### Given task
Reproduce word for word the lines below, from the one containing "runner and report bounding boxes around every occurrence." through the one containing "[79,92,117,132]", including both of those lines.

### Supplied information
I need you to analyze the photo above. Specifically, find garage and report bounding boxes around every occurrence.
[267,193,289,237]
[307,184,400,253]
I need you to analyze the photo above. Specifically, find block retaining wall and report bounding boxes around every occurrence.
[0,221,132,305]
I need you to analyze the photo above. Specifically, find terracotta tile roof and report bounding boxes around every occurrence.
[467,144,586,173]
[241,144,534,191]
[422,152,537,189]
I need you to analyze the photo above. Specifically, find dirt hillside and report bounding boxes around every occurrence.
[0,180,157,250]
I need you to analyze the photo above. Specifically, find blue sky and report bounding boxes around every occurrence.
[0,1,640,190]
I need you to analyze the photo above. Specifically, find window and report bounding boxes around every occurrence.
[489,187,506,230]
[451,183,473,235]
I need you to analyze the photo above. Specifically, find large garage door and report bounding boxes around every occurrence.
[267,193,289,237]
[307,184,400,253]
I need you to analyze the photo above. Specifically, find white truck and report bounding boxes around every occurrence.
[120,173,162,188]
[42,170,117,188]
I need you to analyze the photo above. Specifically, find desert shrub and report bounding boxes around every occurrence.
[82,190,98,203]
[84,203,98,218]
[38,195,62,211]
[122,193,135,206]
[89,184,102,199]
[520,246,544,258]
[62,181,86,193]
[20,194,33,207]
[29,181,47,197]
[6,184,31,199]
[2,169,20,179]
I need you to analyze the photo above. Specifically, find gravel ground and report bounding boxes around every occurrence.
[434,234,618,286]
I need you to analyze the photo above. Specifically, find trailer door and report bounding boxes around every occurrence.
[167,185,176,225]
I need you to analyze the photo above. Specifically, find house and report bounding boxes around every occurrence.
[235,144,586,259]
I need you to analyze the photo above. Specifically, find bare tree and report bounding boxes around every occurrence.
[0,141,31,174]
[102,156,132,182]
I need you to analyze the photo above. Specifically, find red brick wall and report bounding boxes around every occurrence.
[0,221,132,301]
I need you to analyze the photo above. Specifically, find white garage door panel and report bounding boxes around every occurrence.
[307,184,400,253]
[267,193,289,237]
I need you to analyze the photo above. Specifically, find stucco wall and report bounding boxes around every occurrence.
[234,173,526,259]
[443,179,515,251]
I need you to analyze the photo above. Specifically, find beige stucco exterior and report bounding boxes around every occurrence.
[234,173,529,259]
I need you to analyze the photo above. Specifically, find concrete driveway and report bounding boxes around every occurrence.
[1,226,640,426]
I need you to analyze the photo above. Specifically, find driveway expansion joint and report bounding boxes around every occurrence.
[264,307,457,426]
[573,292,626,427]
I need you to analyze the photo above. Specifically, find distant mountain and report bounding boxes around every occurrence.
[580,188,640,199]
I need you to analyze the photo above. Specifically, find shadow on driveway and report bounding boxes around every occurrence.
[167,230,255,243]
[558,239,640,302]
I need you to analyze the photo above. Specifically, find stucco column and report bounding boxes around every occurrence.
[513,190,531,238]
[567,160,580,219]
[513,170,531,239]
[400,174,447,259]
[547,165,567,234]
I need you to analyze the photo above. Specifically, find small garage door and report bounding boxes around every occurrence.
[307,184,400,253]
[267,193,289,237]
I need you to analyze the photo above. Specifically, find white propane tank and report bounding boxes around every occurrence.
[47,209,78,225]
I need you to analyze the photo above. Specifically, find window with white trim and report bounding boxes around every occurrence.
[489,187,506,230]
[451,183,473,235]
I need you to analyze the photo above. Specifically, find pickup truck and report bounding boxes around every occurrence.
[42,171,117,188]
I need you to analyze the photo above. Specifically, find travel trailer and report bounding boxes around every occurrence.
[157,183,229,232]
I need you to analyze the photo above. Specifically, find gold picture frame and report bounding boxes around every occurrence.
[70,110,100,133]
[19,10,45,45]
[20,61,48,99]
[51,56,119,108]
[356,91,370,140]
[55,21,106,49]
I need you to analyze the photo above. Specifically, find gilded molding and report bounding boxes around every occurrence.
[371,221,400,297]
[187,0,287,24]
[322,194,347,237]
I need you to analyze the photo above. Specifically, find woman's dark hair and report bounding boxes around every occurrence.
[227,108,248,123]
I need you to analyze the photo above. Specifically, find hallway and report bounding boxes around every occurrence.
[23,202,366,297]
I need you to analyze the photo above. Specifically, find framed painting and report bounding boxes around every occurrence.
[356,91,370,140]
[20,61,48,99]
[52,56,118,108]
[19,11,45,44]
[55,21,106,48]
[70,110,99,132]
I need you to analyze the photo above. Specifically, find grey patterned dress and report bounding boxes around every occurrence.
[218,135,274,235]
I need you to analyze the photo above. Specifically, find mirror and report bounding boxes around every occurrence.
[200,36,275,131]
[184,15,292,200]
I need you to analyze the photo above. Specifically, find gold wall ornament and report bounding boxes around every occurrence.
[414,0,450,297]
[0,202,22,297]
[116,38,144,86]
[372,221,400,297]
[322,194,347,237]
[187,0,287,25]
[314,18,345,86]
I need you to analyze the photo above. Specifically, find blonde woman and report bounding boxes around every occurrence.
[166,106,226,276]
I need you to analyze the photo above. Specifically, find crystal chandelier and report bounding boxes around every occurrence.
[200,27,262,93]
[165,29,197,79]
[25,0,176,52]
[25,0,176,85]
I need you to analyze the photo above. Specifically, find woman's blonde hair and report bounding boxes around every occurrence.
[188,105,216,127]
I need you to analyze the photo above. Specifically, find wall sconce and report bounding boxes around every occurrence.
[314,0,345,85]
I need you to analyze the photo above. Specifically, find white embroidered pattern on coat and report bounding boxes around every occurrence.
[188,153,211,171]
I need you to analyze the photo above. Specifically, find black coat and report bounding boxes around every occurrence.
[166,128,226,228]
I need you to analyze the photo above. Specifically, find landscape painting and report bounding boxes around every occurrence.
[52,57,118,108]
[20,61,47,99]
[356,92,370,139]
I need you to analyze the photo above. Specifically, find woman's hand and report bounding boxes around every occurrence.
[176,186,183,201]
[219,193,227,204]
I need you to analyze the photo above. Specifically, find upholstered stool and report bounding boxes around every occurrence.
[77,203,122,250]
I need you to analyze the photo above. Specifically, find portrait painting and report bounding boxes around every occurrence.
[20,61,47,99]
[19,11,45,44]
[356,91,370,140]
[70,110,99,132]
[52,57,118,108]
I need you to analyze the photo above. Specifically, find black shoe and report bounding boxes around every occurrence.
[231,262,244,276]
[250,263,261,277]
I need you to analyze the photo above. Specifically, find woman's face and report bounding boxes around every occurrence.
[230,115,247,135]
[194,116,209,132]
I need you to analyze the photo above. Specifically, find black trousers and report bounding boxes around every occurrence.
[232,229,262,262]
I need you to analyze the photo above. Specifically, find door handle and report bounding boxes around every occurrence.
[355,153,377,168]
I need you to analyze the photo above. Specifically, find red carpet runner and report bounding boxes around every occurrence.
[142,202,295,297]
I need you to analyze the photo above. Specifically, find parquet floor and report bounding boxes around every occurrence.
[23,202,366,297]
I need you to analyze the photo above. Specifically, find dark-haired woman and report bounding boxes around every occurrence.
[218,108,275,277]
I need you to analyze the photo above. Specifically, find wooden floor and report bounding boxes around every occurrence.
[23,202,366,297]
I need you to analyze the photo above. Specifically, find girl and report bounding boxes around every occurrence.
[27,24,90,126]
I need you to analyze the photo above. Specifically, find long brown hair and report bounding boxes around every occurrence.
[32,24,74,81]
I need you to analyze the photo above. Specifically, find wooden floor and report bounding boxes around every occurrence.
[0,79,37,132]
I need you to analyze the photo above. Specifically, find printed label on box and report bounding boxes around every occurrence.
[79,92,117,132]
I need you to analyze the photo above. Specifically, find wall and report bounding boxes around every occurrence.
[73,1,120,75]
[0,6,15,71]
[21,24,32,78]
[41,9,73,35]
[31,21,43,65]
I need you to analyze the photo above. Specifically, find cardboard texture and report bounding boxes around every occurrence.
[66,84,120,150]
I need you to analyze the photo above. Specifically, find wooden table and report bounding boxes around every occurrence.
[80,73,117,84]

### Correct result
I need you to analyze the photo above. Specifically, find red carpet runner and report bounding boxes around every occurrence.
[142,202,295,297]
I need you to analyze the photo above. Specifically, find parquet floor and report bounding boxes around every occurrence.
[23,202,366,297]
I need you to analyze the photo above. Specifically, find dark-haired woman and report bounding boxes around every occurrence.
[218,108,275,277]
I need you to analyze the photo above. Specifically, find wooden floor and report bounding boxes around every occurrence.
[23,202,366,297]
I need you to analyze the photo above. Specifically, find girl and report bounding boxes around every occurrence.
[27,24,90,126]
I need you to analyze the photo above. Specifically, find long brown hair and report bounding boxes around every occurrence.
[32,24,74,81]
I need you to analyze the photo above. Specifically, find wooden floor and report bounding boxes around every occurrence.
[0,79,37,132]
I need you to analyze the photo above. Specifically, find printed label on box and report bounding boxes around every occurrence.
[79,92,117,132]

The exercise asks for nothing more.